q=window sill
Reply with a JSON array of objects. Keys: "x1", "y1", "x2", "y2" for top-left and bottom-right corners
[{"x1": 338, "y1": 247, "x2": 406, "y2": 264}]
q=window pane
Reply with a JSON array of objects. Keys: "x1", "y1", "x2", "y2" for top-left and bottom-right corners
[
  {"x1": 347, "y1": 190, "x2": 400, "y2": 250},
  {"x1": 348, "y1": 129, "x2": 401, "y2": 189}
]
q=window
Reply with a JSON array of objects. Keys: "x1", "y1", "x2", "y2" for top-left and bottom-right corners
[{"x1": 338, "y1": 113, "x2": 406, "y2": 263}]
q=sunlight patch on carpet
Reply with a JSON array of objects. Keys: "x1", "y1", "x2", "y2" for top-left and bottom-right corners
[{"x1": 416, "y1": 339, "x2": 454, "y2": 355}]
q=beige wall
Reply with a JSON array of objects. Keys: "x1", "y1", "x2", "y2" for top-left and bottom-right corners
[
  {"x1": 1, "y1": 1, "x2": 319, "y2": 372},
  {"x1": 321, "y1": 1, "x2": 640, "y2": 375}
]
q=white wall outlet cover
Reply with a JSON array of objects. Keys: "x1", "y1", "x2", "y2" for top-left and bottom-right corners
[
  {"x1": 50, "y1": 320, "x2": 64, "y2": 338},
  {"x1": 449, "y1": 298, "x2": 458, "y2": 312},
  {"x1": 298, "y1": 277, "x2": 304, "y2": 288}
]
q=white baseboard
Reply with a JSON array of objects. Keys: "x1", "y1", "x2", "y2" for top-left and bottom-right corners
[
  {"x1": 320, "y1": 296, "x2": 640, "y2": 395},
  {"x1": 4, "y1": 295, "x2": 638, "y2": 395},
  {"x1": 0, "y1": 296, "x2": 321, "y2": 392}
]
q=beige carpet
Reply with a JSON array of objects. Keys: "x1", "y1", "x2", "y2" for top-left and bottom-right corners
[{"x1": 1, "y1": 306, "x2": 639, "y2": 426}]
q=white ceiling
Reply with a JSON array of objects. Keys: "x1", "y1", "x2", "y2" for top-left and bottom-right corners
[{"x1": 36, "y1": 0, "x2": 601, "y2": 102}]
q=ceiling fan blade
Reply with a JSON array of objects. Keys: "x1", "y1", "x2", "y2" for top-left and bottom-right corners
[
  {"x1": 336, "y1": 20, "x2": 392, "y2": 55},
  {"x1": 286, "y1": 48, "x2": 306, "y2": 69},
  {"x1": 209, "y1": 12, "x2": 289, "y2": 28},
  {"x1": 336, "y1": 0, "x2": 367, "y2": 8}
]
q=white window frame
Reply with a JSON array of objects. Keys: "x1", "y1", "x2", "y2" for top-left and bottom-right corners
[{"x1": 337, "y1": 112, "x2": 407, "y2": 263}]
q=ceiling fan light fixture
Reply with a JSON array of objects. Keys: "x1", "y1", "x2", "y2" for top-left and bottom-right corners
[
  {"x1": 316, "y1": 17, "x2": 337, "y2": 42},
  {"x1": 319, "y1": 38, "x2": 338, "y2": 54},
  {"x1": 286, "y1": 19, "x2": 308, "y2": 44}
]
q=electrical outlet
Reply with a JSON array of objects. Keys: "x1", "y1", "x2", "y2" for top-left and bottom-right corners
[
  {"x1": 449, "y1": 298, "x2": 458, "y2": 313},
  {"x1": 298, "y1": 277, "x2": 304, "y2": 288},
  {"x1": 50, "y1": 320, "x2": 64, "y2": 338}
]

- - - - -

Work to be completed. Your reply should be all of the data, returned exactly.

Exercise result.
q=window sill
Reply with a JSON array of objects. Keys: "x1", "y1", "x2", "y2" for top-left and bottom-right corners
[{"x1": 338, "y1": 247, "x2": 406, "y2": 264}]
q=window pane
Reply with a JSON array of objects. Keys: "x1", "y1", "x2", "y2" for top-left and bottom-right corners
[
  {"x1": 347, "y1": 190, "x2": 400, "y2": 250},
  {"x1": 348, "y1": 129, "x2": 401, "y2": 189}
]
q=window
Reply with a JSON array of objects. Keys: "x1", "y1", "x2", "y2" for top-left and bottom-right corners
[{"x1": 338, "y1": 113, "x2": 406, "y2": 263}]
q=sunlight patch on carpet
Reply with a JSON array of objects. Keys: "x1", "y1", "x2", "y2" for top-left and bottom-right corners
[{"x1": 416, "y1": 339, "x2": 454, "y2": 355}]
q=beige wall
Reply with a JSON array of objects. Keys: "x1", "y1", "x2", "y2" for top-left and bottom-right corners
[
  {"x1": 1, "y1": 1, "x2": 319, "y2": 372},
  {"x1": 321, "y1": 1, "x2": 640, "y2": 375}
]
q=white wall outlet cover
Reply with a JSON array of objects. Keys: "x1", "y1", "x2", "y2" for top-left and bottom-right corners
[
  {"x1": 50, "y1": 320, "x2": 64, "y2": 338},
  {"x1": 449, "y1": 298, "x2": 458, "y2": 312},
  {"x1": 298, "y1": 277, "x2": 304, "y2": 288}
]
q=white baseboard
Reply with a JSON array of objects. Keys: "x1", "y1", "x2", "y2" for top-left and bottom-right corners
[
  {"x1": 320, "y1": 296, "x2": 640, "y2": 395},
  {"x1": 4, "y1": 295, "x2": 638, "y2": 395},
  {"x1": 0, "y1": 296, "x2": 321, "y2": 392}
]
q=beige carpet
Reply with a JSON array of objects. Keys: "x1", "y1", "x2", "y2" for top-left and bottom-right corners
[{"x1": 1, "y1": 306, "x2": 639, "y2": 426}]
q=white ceiling
Reply with a JSON array of objects. Keys: "x1", "y1", "x2", "y2" for top-left and bottom-right corners
[{"x1": 36, "y1": 0, "x2": 601, "y2": 102}]
q=ceiling fan blade
Reply with a JSON array of objects. Keys: "x1", "y1", "x2", "y2" for top-left and bottom-right corners
[
  {"x1": 336, "y1": 20, "x2": 392, "y2": 55},
  {"x1": 286, "y1": 48, "x2": 306, "y2": 69},
  {"x1": 209, "y1": 12, "x2": 289, "y2": 28},
  {"x1": 336, "y1": 0, "x2": 367, "y2": 8}
]
q=white window frame
Reply with a JSON array of objects. Keys: "x1", "y1", "x2", "y2" for top-left and bottom-right corners
[{"x1": 337, "y1": 112, "x2": 407, "y2": 263}]
q=ceiling fan light fixture
Reply with a JSON array of objects. Keys: "x1", "y1", "x2", "y2" for top-left and bottom-right corners
[
  {"x1": 316, "y1": 17, "x2": 337, "y2": 42},
  {"x1": 319, "y1": 38, "x2": 338, "y2": 54},
  {"x1": 286, "y1": 19, "x2": 308, "y2": 44}
]
q=electrical outlet
Reply with a JSON array of objects. Keys: "x1", "y1", "x2", "y2" for top-left and bottom-right corners
[
  {"x1": 449, "y1": 298, "x2": 458, "y2": 313},
  {"x1": 298, "y1": 277, "x2": 304, "y2": 288},
  {"x1": 50, "y1": 320, "x2": 64, "y2": 338}
]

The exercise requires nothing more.